» **Written task**: List every line in the entries below that contains the word "wooden".

########

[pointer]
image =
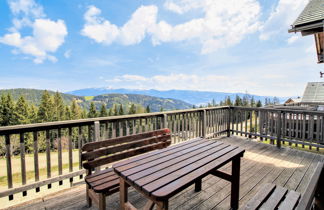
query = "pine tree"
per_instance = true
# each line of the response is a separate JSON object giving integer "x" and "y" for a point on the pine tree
{"x": 147, "y": 110}
{"x": 238, "y": 101}
{"x": 7, "y": 111}
{"x": 58, "y": 107}
{"x": 75, "y": 110}
{"x": 32, "y": 113}
{"x": 67, "y": 113}
{"x": 252, "y": 102}
{"x": 259, "y": 104}
{"x": 103, "y": 111}
{"x": 228, "y": 101}
{"x": 21, "y": 111}
{"x": 132, "y": 109}
{"x": 121, "y": 110}
{"x": 45, "y": 110}
{"x": 110, "y": 113}
{"x": 92, "y": 111}
{"x": 115, "y": 110}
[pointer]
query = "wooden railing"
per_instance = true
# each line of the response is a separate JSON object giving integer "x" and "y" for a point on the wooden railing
{"x": 280, "y": 126}
{"x": 59, "y": 143}
{"x": 65, "y": 138}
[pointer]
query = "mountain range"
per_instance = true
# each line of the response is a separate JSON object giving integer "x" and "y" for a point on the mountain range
{"x": 189, "y": 96}
{"x": 155, "y": 103}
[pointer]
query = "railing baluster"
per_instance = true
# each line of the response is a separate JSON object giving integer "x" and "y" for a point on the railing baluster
{"x": 22, "y": 160}
{"x": 59, "y": 153}
{"x": 36, "y": 164}
{"x": 48, "y": 156}
{"x": 9, "y": 167}
{"x": 70, "y": 154}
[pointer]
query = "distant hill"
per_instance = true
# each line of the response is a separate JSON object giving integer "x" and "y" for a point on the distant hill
{"x": 155, "y": 103}
{"x": 34, "y": 95}
{"x": 189, "y": 96}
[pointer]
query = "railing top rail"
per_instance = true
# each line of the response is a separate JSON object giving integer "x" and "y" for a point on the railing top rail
{"x": 5, "y": 130}
{"x": 296, "y": 111}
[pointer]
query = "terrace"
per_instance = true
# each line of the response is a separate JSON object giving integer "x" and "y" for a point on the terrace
{"x": 55, "y": 160}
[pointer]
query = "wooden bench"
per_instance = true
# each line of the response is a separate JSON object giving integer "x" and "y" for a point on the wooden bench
{"x": 271, "y": 196}
{"x": 95, "y": 154}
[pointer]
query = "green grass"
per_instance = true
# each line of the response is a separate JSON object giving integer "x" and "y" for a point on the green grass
{"x": 299, "y": 146}
{"x": 88, "y": 98}
{"x": 16, "y": 177}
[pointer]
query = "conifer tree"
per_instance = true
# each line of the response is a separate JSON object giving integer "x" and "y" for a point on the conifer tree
{"x": 67, "y": 113}
{"x": 7, "y": 112}
{"x": 132, "y": 109}
{"x": 32, "y": 113}
{"x": 147, "y": 110}
{"x": 103, "y": 111}
{"x": 115, "y": 110}
{"x": 259, "y": 104}
{"x": 21, "y": 110}
{"x": 45, "y": 110}
{"x": 75, "y": 110}
{"x": 92, "y": 111}
{"x": 58, "y": 106}
{"x": 121, "y": 110}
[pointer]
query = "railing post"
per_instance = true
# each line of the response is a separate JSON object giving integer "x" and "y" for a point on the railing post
{"x": 279, "y": 129}
{"x": 165, "y": 120}
{"x": 96, "y": 131}
{"x": 204, "y": 124}
{"x": 229, "y": 121}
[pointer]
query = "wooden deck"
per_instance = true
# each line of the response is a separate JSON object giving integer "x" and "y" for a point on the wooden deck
{"x": 261, "y": 164}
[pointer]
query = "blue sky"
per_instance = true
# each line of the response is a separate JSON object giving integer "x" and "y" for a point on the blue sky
{"x": 214, "y": 45}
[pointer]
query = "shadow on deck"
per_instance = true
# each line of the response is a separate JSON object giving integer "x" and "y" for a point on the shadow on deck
{"x": 261, "y": 164}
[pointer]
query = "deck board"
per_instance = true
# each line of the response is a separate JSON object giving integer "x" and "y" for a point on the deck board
{"x": 261, "y": 164}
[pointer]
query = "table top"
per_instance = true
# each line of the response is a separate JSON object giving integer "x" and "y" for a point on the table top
{"x": 163, "y": 173}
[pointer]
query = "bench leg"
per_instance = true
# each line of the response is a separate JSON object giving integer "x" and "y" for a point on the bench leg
{"x": 162, "y": 205}
{"x": 198, "y": 185}
{"x": 102, "y": 201}
{"x": 123, "y": 190}
{"x": 89, "y": 200}
{"x": 235, "y": 185}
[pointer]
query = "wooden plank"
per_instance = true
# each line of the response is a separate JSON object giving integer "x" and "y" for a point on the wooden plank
{"x": 59, "y": 149}
{"x": 70, "y": 150}
{"x": 261, "y": 196}
{"x": 126, "y": 146}
{"x": 8, "y": 161}
{"x": 161, "y": 163}
{"x": 123, "y": 155}
{"x": 155, "y": 178}
{"x": 22, "y": 158}
{"x": 174, "y": 187}
{"x": 40, "y": 183}
{"x": 35, "y": 147}
{"x": 120, "y": 140}
{"x": 274, "y": 199}
{"x": 48, "y": 154}
{"x": 176, "y": 147}
{"x": 306, "y": 200}
{"x": 290, "y": 201}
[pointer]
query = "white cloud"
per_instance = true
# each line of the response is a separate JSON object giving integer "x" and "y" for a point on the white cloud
{"x": 47, "y": 35}
{"x": 292, "y": 39}
{"x": 67, "y": 54}
{"x": 280, "y": 19}
{"x": 225, "y": 23}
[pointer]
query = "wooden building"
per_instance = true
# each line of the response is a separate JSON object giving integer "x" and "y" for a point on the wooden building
{"x": 311, "y": 22}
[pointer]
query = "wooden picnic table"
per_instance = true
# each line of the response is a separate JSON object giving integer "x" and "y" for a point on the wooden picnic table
{"x": 161, "y": 174}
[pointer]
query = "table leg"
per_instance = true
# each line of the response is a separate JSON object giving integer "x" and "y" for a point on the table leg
{"x": 198, "y": 185}
{"x": 162, "y": 205}
{"x": 235, "y": 185}
{"x": 123, "y": 190}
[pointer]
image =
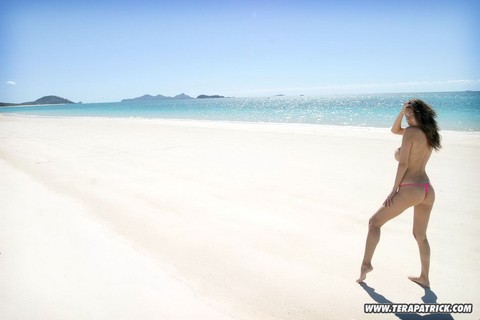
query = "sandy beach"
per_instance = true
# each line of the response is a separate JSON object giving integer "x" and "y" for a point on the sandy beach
{"x": 162, "y": 219}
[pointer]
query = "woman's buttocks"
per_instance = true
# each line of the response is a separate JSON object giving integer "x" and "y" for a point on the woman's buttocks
{"x": 397, "y": 154}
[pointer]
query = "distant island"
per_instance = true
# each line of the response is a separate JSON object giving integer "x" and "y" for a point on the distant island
{"x": 160, "y": 97}
{"x": 43, "y": 100}
{"x": 203, "y": 96}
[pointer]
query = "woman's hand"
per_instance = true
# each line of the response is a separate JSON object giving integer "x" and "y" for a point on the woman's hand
{"x": 388, "y": 202}
{"x": 405, "y": 106}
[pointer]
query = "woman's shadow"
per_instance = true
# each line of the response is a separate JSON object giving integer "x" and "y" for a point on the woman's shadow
{"x": 429, "y": 298}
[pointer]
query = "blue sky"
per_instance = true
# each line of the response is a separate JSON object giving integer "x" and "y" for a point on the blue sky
{"x": 100, "y": 51}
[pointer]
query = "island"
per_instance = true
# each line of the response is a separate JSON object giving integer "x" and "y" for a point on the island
{"x": 43, "y": 100}
{"x": 203, "y": 96}
{"x": 158, "y": 97}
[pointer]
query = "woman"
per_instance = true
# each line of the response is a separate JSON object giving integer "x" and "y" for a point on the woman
{"x": 412, "y": 186}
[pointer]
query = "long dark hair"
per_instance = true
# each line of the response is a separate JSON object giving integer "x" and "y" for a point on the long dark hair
{"x": 425, "y": 117}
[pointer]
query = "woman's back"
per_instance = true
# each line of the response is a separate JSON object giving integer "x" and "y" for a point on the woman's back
{"x": 420, "y": 153}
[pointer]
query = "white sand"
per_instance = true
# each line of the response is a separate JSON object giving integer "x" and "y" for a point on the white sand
{"x": 157, "y": 219}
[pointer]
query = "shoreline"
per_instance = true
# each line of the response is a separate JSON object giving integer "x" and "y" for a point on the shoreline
{"x": 181, "y": 218}
{"x": 223, "y": 123}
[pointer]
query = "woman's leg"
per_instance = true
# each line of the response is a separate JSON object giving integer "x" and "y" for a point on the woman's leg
{"x": 405, "y": 198}
{"x": 420, "y": 223}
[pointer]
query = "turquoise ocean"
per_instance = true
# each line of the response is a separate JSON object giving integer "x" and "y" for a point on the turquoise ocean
{"x": 457, "y": 111}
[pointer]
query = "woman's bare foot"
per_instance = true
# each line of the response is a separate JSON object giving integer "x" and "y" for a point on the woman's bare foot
{"x": 366, "y": 268}
{"x": 420, "y": 281}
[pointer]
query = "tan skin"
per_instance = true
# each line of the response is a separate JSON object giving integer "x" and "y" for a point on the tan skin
{"x": 412, "y": 159}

########

» **Answer to the task**:
query = "wooden railing"
# each line of the response is a separate JSON object giving integer "x" and "y" for a point on the wooden railing
query = "wooden bench"
# each line of the response is a separate JSON object giving integer "x" and "y" for a point on the wooden bench
query = "wooden deck"
# each line of the response is a separate JSON object giving integer "x" and "y" for a point on the wooden deck
query = "wooden plank"
# each line of the response is a separate JSON object giving integer "x" and "y" for a point on the wooden plank
query = "wooden building"
# each line of the response is a separate JSON object giving integer "x" and "y" for a point on the wooden building
query = "wooden picnic table"
# each line of the response is a separate JSON object giving integer "x" and "y" for a point on the wooden picnic table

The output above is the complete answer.